→ SHORT PROBLEM A:
Answer these questions about the comment on an article:
(i) According to the quoted straw-man line, demolishing Naomi Wolfe takes care of which two writers?
(ii) How does the comment describe the article in its last paragraph?
(iii) Which issues does the comment list as the ones that really concern the left?

So, lemme see . . . the guy picks some left-of-centre writers who kinda go overboard on a couple of issues and therefore every one to the left of GWB and his fascist coterie are invalidated.  The straw man thing: "If I can demolish Naomi Wolfe, that kinda takes care of Noam Chomsky and Glenn Greenwalt, doesn't it?" 

Doesn't do much to disprove that the road to fascism is being taken in incremental steps.  Doesn't do much to disprove that a lot of the ducks are lined up.

The article was a rant, pure and simple.  Does nothing to address most of the issues that really concern the left:  Bush's lies, the illegal and immoral war in Iraq, torture,  the illegal and immoral Israeli occupation of the West Bank and U.S. support thereof.  Well, at least the author had some fun.  Anyone wanna get back to some genuine issues here?

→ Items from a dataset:
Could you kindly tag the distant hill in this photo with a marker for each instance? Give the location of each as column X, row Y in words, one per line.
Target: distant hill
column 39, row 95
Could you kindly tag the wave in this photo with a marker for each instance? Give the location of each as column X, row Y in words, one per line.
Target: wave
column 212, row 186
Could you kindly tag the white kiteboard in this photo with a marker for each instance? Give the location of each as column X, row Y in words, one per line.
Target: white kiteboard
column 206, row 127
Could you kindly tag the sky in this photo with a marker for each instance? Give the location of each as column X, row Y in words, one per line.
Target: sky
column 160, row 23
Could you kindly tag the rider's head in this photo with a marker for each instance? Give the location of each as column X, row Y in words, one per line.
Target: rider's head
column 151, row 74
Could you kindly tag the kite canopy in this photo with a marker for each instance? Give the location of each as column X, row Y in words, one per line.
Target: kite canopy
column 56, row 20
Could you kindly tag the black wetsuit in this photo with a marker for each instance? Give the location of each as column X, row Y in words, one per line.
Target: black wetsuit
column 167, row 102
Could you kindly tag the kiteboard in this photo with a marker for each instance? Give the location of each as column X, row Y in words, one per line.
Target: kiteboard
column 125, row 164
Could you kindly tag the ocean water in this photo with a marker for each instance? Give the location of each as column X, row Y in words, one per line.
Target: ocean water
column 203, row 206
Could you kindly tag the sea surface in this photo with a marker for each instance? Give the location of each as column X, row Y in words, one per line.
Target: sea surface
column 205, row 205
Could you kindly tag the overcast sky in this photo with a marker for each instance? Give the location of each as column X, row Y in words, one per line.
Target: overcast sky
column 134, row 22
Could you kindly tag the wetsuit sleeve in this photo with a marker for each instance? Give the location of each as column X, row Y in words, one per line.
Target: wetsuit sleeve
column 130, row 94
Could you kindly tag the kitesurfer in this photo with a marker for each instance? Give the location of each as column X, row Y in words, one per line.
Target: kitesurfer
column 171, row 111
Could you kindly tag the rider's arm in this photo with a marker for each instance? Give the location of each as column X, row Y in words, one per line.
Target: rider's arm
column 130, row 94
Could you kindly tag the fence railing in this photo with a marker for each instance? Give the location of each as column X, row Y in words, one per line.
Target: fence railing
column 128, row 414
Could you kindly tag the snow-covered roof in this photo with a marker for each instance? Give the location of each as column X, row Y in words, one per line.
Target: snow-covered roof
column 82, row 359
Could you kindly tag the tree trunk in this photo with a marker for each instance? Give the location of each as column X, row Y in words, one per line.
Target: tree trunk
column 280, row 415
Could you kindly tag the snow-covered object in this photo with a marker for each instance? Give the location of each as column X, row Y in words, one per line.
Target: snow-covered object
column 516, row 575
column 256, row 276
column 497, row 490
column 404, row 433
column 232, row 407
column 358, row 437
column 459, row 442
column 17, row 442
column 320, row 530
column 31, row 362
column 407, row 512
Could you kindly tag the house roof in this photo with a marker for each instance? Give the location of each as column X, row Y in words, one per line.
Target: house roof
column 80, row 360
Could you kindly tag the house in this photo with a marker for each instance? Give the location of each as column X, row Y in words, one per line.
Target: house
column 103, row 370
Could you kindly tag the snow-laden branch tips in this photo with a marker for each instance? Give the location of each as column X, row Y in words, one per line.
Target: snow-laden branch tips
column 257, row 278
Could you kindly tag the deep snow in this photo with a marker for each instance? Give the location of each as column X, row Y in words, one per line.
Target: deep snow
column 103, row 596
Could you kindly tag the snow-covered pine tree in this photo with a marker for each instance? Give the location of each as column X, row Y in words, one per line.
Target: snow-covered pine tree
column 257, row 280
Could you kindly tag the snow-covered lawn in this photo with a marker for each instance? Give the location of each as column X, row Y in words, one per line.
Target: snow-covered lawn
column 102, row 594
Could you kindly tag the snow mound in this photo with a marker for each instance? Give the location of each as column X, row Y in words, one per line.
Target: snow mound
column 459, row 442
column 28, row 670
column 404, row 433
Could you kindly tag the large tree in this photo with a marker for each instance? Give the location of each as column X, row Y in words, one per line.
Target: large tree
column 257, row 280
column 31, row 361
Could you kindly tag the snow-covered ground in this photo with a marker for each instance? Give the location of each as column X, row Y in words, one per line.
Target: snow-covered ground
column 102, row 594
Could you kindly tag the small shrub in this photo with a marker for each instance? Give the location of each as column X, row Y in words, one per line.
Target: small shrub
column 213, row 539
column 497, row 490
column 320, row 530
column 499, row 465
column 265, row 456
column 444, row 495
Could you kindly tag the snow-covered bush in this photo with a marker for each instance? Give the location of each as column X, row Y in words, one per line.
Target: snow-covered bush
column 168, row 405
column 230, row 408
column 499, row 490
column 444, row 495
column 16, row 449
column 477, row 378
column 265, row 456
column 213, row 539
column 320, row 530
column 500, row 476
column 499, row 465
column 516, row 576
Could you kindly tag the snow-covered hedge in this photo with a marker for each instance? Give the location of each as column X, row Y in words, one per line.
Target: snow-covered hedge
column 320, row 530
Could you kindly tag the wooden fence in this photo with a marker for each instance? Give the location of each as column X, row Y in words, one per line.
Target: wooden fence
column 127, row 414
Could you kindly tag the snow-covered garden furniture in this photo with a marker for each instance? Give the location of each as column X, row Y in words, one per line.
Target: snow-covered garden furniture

→ SHORT PROBLEM B: Extract every line of the rows above that contains the string "kitesurfer". Case counts.

→ TASK RESPONSE A:
(i) Noam Chomsky and Glenn Greenwalt.
(ii) It calls the article "a rant, pure and simple."
(iii) Bush's lies, the illegal and immoral war in Iraq, torture, and the illegal and immoral Israeli occupation of the West Bank along with U.S. support for it.

→ TASK RESPONSE B:
Could you kindly tag the kitesurfer in this photo with a marker for each instance? Give the location of each as column X, row Y in words, one per line.
Target: kitesurfer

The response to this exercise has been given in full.